Dataset entries:

'''

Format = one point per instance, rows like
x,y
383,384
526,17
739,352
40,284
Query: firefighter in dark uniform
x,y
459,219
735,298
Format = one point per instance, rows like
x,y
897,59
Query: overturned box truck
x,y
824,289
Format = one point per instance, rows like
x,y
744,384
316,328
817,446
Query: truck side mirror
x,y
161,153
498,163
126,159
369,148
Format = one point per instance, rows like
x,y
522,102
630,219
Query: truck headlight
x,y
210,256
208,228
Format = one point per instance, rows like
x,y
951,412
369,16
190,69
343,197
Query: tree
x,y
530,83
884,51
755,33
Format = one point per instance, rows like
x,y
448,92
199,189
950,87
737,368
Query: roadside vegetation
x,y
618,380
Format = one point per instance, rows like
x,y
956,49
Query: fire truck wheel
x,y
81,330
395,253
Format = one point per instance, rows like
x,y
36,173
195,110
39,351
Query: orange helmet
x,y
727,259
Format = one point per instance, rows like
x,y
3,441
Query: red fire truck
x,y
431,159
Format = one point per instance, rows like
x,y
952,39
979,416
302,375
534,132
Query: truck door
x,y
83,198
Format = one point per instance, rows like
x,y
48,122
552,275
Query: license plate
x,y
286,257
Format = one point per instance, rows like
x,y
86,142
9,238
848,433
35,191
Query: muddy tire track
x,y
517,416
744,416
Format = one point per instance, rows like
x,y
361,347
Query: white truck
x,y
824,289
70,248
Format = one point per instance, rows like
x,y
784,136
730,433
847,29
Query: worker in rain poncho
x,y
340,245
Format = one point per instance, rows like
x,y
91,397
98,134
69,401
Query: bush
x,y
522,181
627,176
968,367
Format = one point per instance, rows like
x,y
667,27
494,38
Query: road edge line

'''

Write out all of the material above again, swapping every "Query" for "Target" and leaving everything else untouched.

Format = one point per instance, rows like
x,y
383,384
526,17
739,352
40,284
Target: firefighter in dark uniform
x,y
459,219
735,298
Format = one point per instance, rows like
x,y
897,59
Target: overturned box truck
x,y
824,289
Format = one point per instance, rows like
x,y
744,384
316,328
817,446
Target: truck side mirror
x,y
161,153
498,163
126,159
369,148
Format = one point per instance, rows like
x,y
522,102
630,219
Target: truck headlight
x,y
210,256
208,228
Format = one point per instance, rows like
x,y
951,412
369,16
190,69
343,197
Target: tree
x,y
530,83
884,51
755,33
Format = one point per instance, rows like
x,y
448,92
199,189
950,87
737,368
Target: roadside vegetation
x,y
618,380
Format = one point per instance, rows like
x,y
956,49
Target: fire truck wheel
x,y
81,330
395,253
Format = one point per instance, rows like
x,y
36,173
195,110
39,351
Target: orange helmet
x,y
727,259
Format = one point per instance, rows like
x,y
3,441
Target: red fire truck
x,y
431,159
Format = one point per instance, rows like
x,y
952,39
979,416
302,375
534,132
Target: truck door
x,y
83,198
Format = one point per instance, rows like
x,y
48,122
552,275
Target: license plate
x,y
286,257
Format = one point per instance, rows like
x,y
86,142
9,238
848,433
35,191
Target: muddy tire track
x,y
517,416
744,416
Format = one point per instance, rows like
x,y
361,347
Target: white truck
x,y
824,289
70,248
Format = one point per instance, rows like
x,y
784,136
730,433
847,29
Target: worker in rain poncho
x,y
340,245
Format = one point per instance, rows like
x,y
91,397
98,134
69,401
Target: bush
x,y
522,181
627,176
968,367
Format = one point per instance, rows like
x,y
667,27
494,38
Target: road edge line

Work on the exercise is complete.